*Text provided*

^^^^^^^^

Down
to the Last Drop
One of the hardest
parts of being really poor, Chris Treter of Higher Grounds Trading
Company said, is not having access to water.
In some of the impoverished communities in the Mexican state of
Chiapas, women walk two hours a day just to gather enough water
to keep their families going, according to Treter, and this scarce
access to water is associated with health problems.
Now a coalition of Northern Michigan groups-Grobbel Environmental
& Planning Associates, Higher Grounds Trading Company, St.
Michael Catholic Church, Food for Thought, Inland Seas Education
Association. and Suttons Bay residents Lee and Gary Cheadle-are
collaborating on a project to bring water to Winik Ton, a small
community in the highlands of Chiapas.
"Being blessed by living in a region endowed with abundant
freshwater, we are compelled to bring the gift of safe drinking
water to some in Chiapas that do not have access to it,"
stated Chris Grobbel.
The Chiapas Water Project is raising money to build a gravity
fed water system that will channel water so that it is available
in the village. Some members of the group expect to travel to
Winik Ton to help build the water system which will serve the
35 families that live there.
The group expects the project to cost around $8,750, or $250 per
family. Throughout the holiday season the group had urged area
organizations and individuals to sponsor the costs of one family's
water with a $250 donation. They have now raised enough money
to construct the system in Winik Ton, and they are hoping to be
able to build a second water system in another town selected by
the area governing council. Though financial support from outside
is key to the project, it is important for the system to be built
primarily by the people who will use it, Treter said, this way
residents will understand how to maintain it.
Though the indigenous people of Chiapas are for the most part
neglected by the Mexican government, the projects that have been
carried out have been done without consulting them. As a result,
when things break, they often break for good, since the government
is not committed to maintaining them, and the locals do not have
the necessary skills.
The water system in Winik Ton will be implemented with the assistance
of ITA (Appropriate Technology Exchange) a group that has been
working with the Zapatistas since 1996 on finding sustainable
ways of meeting community needs.

^^^^^^^^

*Data records*
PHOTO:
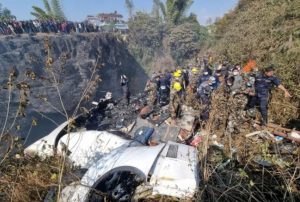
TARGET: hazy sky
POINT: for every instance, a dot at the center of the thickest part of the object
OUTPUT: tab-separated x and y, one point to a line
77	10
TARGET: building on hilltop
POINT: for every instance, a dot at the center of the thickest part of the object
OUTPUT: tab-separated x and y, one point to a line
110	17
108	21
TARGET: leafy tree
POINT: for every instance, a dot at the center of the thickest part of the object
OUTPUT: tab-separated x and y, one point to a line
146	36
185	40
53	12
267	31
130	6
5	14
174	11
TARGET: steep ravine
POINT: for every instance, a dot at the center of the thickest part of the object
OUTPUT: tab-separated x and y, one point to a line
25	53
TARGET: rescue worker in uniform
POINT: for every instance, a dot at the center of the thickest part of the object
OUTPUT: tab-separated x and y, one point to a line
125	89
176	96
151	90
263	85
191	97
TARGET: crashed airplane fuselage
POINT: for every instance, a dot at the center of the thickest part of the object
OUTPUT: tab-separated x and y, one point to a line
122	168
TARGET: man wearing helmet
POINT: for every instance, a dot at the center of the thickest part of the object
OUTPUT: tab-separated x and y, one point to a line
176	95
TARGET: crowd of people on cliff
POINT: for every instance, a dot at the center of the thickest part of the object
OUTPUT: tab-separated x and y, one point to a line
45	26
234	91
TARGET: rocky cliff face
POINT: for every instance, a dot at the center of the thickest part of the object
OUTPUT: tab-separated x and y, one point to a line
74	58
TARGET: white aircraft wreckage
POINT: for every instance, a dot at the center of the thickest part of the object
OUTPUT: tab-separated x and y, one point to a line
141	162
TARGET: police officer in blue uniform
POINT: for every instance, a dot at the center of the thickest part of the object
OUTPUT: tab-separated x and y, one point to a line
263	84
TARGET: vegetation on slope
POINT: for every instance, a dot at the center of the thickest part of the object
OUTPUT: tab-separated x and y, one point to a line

^^^^^^^^

*Task instructions*
Duplicate the part of the Chiapas water project article between "Now a coalition" and "highlands of Chiapas.", inclusive. The records have no connection to the Chiapas water project article.

*Solution below*
Now a coalition of Northern Michigan groups-Grobbel Environmental
& Planning Associates, Higher Grounds Trading Company, St.
Michael Catholic Church, Food for Thought, Inland Seas Education
Association. and Suttons Bay residents Lee and Gary Cheadle-are
collaborating on a project to bring water to Winik Ton, a small
community in the highlands of Chiapas.